ASSIGNED TASK: Each record that follows should be transcribed word for word.

--

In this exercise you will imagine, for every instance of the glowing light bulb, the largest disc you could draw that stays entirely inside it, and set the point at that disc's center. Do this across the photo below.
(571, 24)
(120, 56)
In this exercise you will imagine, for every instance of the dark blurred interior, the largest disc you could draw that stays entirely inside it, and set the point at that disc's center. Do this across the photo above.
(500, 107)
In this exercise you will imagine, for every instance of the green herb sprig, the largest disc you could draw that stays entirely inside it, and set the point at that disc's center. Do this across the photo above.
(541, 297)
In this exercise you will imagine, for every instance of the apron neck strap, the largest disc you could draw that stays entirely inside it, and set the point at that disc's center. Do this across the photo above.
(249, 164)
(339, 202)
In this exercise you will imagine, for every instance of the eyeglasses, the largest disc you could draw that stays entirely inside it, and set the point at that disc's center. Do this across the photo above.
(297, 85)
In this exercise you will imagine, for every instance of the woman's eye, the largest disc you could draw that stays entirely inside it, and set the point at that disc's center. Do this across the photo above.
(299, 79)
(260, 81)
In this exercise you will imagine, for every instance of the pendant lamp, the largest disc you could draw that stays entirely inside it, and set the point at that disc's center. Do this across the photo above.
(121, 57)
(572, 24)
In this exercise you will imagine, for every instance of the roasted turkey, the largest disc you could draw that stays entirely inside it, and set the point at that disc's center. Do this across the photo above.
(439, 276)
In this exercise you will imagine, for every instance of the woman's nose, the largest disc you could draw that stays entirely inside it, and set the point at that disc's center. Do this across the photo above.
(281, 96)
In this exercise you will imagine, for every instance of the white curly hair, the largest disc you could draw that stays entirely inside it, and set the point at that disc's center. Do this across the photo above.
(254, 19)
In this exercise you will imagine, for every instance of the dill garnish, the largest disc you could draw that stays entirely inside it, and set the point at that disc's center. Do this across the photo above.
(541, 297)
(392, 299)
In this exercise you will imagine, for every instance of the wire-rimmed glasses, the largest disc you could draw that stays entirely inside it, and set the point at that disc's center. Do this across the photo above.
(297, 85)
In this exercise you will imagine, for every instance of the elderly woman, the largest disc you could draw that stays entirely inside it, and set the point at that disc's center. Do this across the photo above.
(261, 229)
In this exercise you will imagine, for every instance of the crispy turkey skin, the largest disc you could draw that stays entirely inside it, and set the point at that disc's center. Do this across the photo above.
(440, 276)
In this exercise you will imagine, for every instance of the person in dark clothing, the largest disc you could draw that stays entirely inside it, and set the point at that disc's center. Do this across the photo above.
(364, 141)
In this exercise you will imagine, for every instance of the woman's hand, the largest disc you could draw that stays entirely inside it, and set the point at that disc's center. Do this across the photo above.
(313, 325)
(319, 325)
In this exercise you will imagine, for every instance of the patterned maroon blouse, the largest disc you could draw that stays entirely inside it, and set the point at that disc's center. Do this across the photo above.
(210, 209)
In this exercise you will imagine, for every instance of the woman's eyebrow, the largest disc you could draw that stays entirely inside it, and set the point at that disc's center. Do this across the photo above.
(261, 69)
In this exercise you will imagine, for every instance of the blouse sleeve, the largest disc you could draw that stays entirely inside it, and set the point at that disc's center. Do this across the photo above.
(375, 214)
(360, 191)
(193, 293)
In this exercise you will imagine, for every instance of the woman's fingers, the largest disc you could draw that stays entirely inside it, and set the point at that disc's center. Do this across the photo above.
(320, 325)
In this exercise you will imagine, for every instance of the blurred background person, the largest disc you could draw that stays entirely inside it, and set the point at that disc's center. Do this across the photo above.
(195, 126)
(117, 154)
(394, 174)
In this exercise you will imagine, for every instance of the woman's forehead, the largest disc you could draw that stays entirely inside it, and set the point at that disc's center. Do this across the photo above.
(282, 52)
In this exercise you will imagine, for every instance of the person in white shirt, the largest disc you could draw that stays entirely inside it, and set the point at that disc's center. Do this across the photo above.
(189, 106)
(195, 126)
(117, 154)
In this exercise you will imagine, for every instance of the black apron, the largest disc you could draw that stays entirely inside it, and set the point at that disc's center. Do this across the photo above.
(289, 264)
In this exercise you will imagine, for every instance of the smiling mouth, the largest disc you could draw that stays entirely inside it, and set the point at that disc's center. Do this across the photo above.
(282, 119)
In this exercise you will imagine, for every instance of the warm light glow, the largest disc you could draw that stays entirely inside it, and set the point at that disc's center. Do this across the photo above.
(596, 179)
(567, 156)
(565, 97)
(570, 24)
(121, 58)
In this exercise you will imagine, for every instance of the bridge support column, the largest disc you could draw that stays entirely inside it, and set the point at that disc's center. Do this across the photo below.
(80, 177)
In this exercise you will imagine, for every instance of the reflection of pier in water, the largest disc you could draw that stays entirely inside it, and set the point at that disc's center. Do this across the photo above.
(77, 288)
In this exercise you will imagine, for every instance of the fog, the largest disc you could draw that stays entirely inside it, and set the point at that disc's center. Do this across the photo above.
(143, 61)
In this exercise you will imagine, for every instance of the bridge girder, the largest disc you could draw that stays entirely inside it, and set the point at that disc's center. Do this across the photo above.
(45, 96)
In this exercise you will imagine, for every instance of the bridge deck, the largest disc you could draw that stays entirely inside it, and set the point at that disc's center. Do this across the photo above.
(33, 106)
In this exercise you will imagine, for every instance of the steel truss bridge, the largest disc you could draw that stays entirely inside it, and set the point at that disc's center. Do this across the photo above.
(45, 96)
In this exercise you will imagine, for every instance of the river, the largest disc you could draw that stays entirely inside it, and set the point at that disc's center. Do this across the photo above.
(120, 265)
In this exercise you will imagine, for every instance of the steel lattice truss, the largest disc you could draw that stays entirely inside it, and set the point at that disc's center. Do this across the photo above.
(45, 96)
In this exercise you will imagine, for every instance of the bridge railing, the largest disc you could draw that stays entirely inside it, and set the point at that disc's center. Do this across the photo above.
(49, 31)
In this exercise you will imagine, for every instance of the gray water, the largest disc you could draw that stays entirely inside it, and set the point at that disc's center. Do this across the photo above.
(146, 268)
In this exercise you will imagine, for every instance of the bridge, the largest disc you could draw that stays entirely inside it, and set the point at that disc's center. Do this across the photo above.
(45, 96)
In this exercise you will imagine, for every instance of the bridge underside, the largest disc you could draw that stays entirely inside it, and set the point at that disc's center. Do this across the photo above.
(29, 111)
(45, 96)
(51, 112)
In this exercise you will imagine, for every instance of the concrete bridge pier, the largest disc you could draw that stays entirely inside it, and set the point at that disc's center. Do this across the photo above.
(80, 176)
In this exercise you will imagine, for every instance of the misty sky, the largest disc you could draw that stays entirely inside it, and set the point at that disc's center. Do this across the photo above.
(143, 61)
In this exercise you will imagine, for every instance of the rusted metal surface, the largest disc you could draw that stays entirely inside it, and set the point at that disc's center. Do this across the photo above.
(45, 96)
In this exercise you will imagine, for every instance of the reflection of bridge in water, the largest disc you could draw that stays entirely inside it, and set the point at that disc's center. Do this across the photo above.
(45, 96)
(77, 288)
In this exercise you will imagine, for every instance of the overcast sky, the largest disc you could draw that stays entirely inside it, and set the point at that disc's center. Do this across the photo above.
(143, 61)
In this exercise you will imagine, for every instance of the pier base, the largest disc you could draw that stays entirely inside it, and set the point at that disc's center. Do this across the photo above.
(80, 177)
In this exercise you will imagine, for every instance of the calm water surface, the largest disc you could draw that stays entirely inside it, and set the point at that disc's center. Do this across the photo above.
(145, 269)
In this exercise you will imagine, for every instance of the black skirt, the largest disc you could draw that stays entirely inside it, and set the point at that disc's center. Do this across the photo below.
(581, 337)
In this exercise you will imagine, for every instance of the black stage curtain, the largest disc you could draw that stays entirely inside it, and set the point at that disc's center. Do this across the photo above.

--

ANSWER BOX:
In this exercise you will imagine, for every instance of the glowing light bulb, the largest disc you could draw that stays entirely inside it, and set the point at that disc's center. Do this across the photo below.
(571, 24)
(120, 56)
In this exercise you will imagine, for every instance of the dark blurred interior, the largest disc you could draw that stays entirely inside it, and set the point at that disc's center. Do this across the photo above.
(500, 107)
In this exercise you will imagine, for every instance of the green herb sprig, the largest disc you could draw that stays entirely inside it, and set the point at that disc's center. Do this across the photo above.
(541, 297)
In this exercise you will imagine, for every instance of the apron neck strap, the largest disc you could draw that stays entirely inside it, and set the point at that disc's center. Do this across the photo above.
(249, 164)
(339, 202)
In this exercise you will imagine, for every instance of the eyeglasses, the largest disc you could draw that stays entirely inside it, and set the point at that disc's center. Do this across the photo above.
(297, 85)
In this exercise you will imagine, for every instance of the woman's eye, the largest disc you could draw that stays entirely inside it, and set the point at that disc's center. Do this across the photo above.
(299, 79)
(260, 81)
In this exercise you will imagine, for every instance of the pendant lamp, the largest disc you could draw that stays entirely inside it, and set the point at that disc's center. Do this across the photo above.
(121, 57)
(572, 24)
In this exercise you will imagine, for every instance of the roasted turkey, the largest disc you could draw that stays entirely inside it, and set the point at that disc's center. Do this across the photo above.
(439, 276)
In this exercise you will imagine, for every instance of the woman's nose, the largest disc you could draw that stays entirely inside it, and set the point at that disc's center. Do this across the photo above.
(281, 96)
In this exercise you will imagine, for every instance of the white curly hair, the largest disc you could draw that stays entirely inside it, and set the point at that disc's center. Do this across the photo above.
(254, 19)
In this exercise you will imagine, for every instance of the dill garnish, the largest disc you could draw that stays entirely inside it, and set the point at that disc's center. Do this across the photo above.
(541, 297)
(392, 299)
In this exercise you will imagine, for every instance of the wire-rimmed glasses, the largest disc you could draw that stays entirely inside it, and set the point at that disc's center. Do this across the photo above.
(297, 85)
In this exercise you will imagine, for every instance of the elderly woman, the largest disc you could draw that stays entirely inside it, and set the point at that disc's center. Do this across the photo above.
(261, 229)
In this exercise you will imagine, for every instance of the crispy turkey skin, the largest disc you could draw that stays entirely inside it, and set the point at that disc's center. Do this across the photo above.
(440, 276)
In this exercise you will imagine, for every instance of the person in dark clothing, the largest disc you could draw that stays entirely inside it, and set the point at that disc's center. Do this across the photo above.
(364, 141)
In this exercise you will imagine, for every instance of the woman's hand, the largest disc you could draw that stays entirely inside it, and set the point at that disc's center. Do this across the photo above.
(313, 325)
(319, 325)
In this exercise you will imagine, for every instance of the patterned maroon blouse, the largest disc you could draw that stays entirely inside it, and set the point at that disc's center. Do this across the photo above.
(210, 209)
In this exercise you will imagine, for every instance of the woman's eyebrow, the largest disc you could draw that stays entirely inside it, and set the point at that disc's center. Do this across the photo above.
(261, 69)
In this exercise you will imagine, for every instance of the blouse sleeve, the largest disc you could draw that stays entirely inside it, and set the point at that disc's center. Do this across the photo above.
(375, 214)
(360, 191)
(193, 293)
In this exercise you will imagine, for every instance of the woman's fingers, the largest disc you could draw that stays entirely inside it, and set the point at that disc's center. Do this across the photo above.
(320, 325)
In this exercise you will imagine, for every instance of the blurred background person, the largest disc you could draw that stays entirely inside it, and set the point at that disc's center. Do this across the photo above.
(195, 126)
(117, 154)
(394, 174)
In this exercise you will imagine, for every instance of the woman's forehead, the largest disc you could draw that stays entirely inside it, and set the point at that disc's center. Do this across the photo above.
(282, 52)
In this exercise you will imagine, for every instance of the person in white shirt, the largest disc you could draw that stays entirely inside it, and set the point at that disc's center. Do this across the photo above.
(189, 106)
(195, 126)
(117, 154)
In this exercise you will imagine, for every instance of the black apron, the largest disc you could draw that stays entirely inside it, and set the point at that disc's center. Do this across the photo above.
(289, 264)
In this exercise you will imagine, for every instance of the smiling mouth, the largest disc you could draw that stays entirely inside it, and set the point at that disc's center. Do this across the photo above.
(282, 119)
In this exercise you will imagine, for every instance of the warm light glow, the largest disc you could draw that stays entirely inside it, and set the point at that disc's center. Do this across the photo above.
(596, 179)
(567, 156)
(565, 97)
(570, 24)
(121, 58)
In this exercise you will imagine, for every instance of the bridge support column, the largest disc you could draw that stays entirely inside it, and set the point at that disc's center. Do this across the photo below.
(80, 177)
In this exercise you will imagine, for every instance of the reflection of pier in water, the largest disc you could draw that stays entirely inside it, and set the point at that disc's center. Do this across the photo above.
(77, 288)
In this exercise you will imagine, for every instance of the fog, the largest disc you could draw that stays entirely inside it, and set the point at that disc's center. Do this across the photo above.
(143, 61)
In this exercise you will imagine, for every instance of the bridge girder, the largest disc you could draw that stays entirely inside it, and set the point at that disc's center. Do this across the photo above.
(45, 96)
In this exercise you will imagine, for every instance of the bridge deck, the largest disc you could draw that stays entirely inside it, and set the point at that disc's center. Do this across the photo above.
(33, 106)
In this exercise you will imagine, for every instance of the steel truss bridge, the largest disc you could draw that stays entirely inside it, and set the point at that disc's center. Do this across the photo above.
(45, 96)
In this exercise you will imagine, for every instance of the river, the largest disc you could draw that stays entirely inside it, and set the point at that disc's center. Do this across the photo above.
(120, 265)
In this exercise you will imagine, for every instance of the steel lattice truss, the largest disc you could draw that stays entirely inside it, and set the point at that disc's center. Do this across the photo above.
(45, 96)
In this exercise you will imagine, for every instance of the bridge railing, the largest disc you could draw that stays entirely inside it, and set the point at that disc's center. Do this across the photo above.
(49, 31)
In this exercise you will imagine, for every instance of the gray water, the largest disc you could draw that stays entirely inside it, and set the point at that disc's center. Do this across the photo above.
(146, 268)
In this exercise you will imagine, for every instance of the bridge, the largest disc you could draw that stays entirely inside it, and set the point at that disc's center. Do this across the photo above.
(45, 96)
In this exercise you will imagine, for every instance of the bridge underside, the largest disc you could draw that stays entirely inside it, and set the point at that disc's center. Do this across the photo above.
(29, 111)
(45, 96)
(51, 112)
In this exercise you will imagine, for every instance of the concrete bridge pier, the largest disc you could draw that stays entirely inside it, and set the point at that disc's center. Do this across the photo above.
(80, 176)
In this exercise you will imagine, for every instance of the misty sky, the largest disc you could draw that stays entirely inside it, and set the point at that disc's center. Do this across the photo above.
(143, 61)
In this exercise you will imagine, for every instance of the rusted metal surface, the largest disc you could draw that stays entirely inside it, and set the point at that disc's center. Do this across the photo above.
(45, 96)
In this exercise you will imagine, for every instance of the reflection of bridge in water, the largest disc you could draw that stays entirely inside it, and set the point at that disc's center. Do this across the photo above.
(45, 96)
(77, 288)
In this exercise you will imagine, for every instance of the overcast sky, the largest disc you could draw that stays entirely inside it, and set the point at that disc's center. Do this across the photo above.
(143, 61)
In this exercise you will imagine, for every instance of the pier base, the largest disc you could draw that stays entirely inside it, and set the point at that disc's center. Do this across the photo above.
(80, 177)
In this exercise you will imagine, for every instance of the calm water surface, the largest disc you could draw that stays entirely inside it, and set the point at that disc's center. Do this across the photo above.
(145, 269)
In this exercise you will imagine, for every instance of the black skirt, the largest disc you could draw that stays entirely inside it, and set the point at that disc's center. Do this across the photo below.
(581, 337)
In this exercise you will imagine, for every instance of the black stage curtain, the largest disc you could draw that stays entirely inside it, and set the point at that disc's center. Do this across the photo above.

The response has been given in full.